• **Quoted text**
Forex trading for dummies, part II

Market analysis for Forex beginners


In Forex for dummies Part I, you learnt what the Forex market is and why anyone should be involved in trading the financial markets at all. Part two of this guide continues to focus on currency trading for dummies, with a specific emphasis on how to trade the Forex market. It expands on the different types of analysis there are, and explores how traders can apply them.

However, before we move on to that, let us briefly recap on the reasons why we would want to learn about financial trading.

In a highly capitalised environment, most people are merely spectators of the economic realities that unfold in front of them. This passive stance makes little sense, considering how significant a factor money is our lives.

These people have no control over their financial realities, with no way to escape them. Until recently, only a few of them had any way to profit from these realities. This has changed in the last decade - and the Foreign exchange market has been at the heart of that change. A knowledge and understanding of the financial markets empowers a person to exercise their basic economic freedom. They can speculate on price movements and take responsibility for their financial future.

Consider Wayne Gretzky's infamous quote: "You lose at 100% of the markets you do not trade."

Market analysis for Forex dummies

Fundamental analysis can be thought of as a methodology that follows a broad group of news and data points. They in turn reflect the macroeconomic situation of the countries that are major players in the Forex market.

• **Recorded data**

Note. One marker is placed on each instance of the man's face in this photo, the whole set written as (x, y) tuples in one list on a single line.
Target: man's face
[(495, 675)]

• **Required work**
[1] Rewrite the paragraph of the Forex guide beginning "These people have no control" in a shorter form that keeps its main facts.
[2] Pick up the Forex guide after its last sentence and carry it on.
The material isn't needed here.

• **Responses per task**
[1] Most people have no control over their financial realities, and until recently few could profit from them. That has changed over the last decade, with the foreign exchange market at the center of the shift. Knowing the financial markets lets a person exercise basic economic freedom by speculating on price movements and taking charge of their financial future.

[2]
Fundamental traders research economic reports and pay specific attention to interest rate levels, changes in monetary policy, international trade volumes, and international investment flows. Fundamental analysis also involves reviewing events that do not affect the market directly, but affect it in one way or another. They include natural disasters, man-made disasters, war, technological advancements and political events.

For example, a tsunami in Japan that tragically killed 15,000 people and caused approximately $2 billion in damages on May 11 2011, also caused the Japanese yen to rally 600 pips against the US dollar in the four days that followed. On March 17, the G7 committee implemented a contingency funding plan that returned the Japanese yen to its original trend in the following week.

Another example would be a breakthrough in oil drilling that made shale oil financially feasible to extract - and, by extension, promised an increased oil supply, helping to push oil prices down 50% in the last five months of 2014.

In short, fundamentalists analyse the current value of an asset, as well as the forecasted value of that asset. They try to rationalise how it might be influenced by current and future macroeconomic events.

Technical analysis is a methodology that uses price charts as its primary source of data. Identifying key levels and trend-lines, while using statistical probability to support trading decisions is, broadly speaking, the way that technical traders operate.

Technicians, as opposed to fundamentalists, are not concerned about the theoretical value of an asset, or economic events that might tilt that value. What they care about is the statistical data displayed on their charts.

When it comes to trading the currency market, most traders use a hybrid approach to plan their trades. Historically, these two schools of thought criticise the opposing approach.

Fundamental analysis claims that it only makes sense to research the factors that influence supply and demand, thus anticipating the likely direction of future price movements. They also claim that what has happened in the past is of little help in forecasting the future. On the other hand, technical analysts claim there is a lot of uncertainty when analysing fundamental forces. They argue that it makes sense to analyse the exact data that has already been reflected in the price of the asset.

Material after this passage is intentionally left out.